### WRITTEN PROBLEM
Which lines of the data below contain the string "orange"? Return each of those lines in full, treating uppercase and lowercase as different.
____
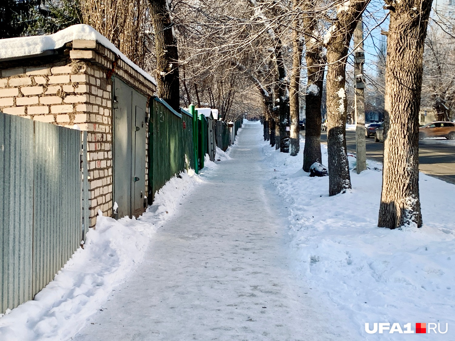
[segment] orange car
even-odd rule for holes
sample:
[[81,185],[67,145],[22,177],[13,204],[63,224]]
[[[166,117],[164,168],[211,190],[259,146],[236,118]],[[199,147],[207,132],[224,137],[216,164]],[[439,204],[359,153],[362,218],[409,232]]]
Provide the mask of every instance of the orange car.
____
### COMPLETE OUTPUT
[segment] orange car
Provide the mask of every instance of the orange car.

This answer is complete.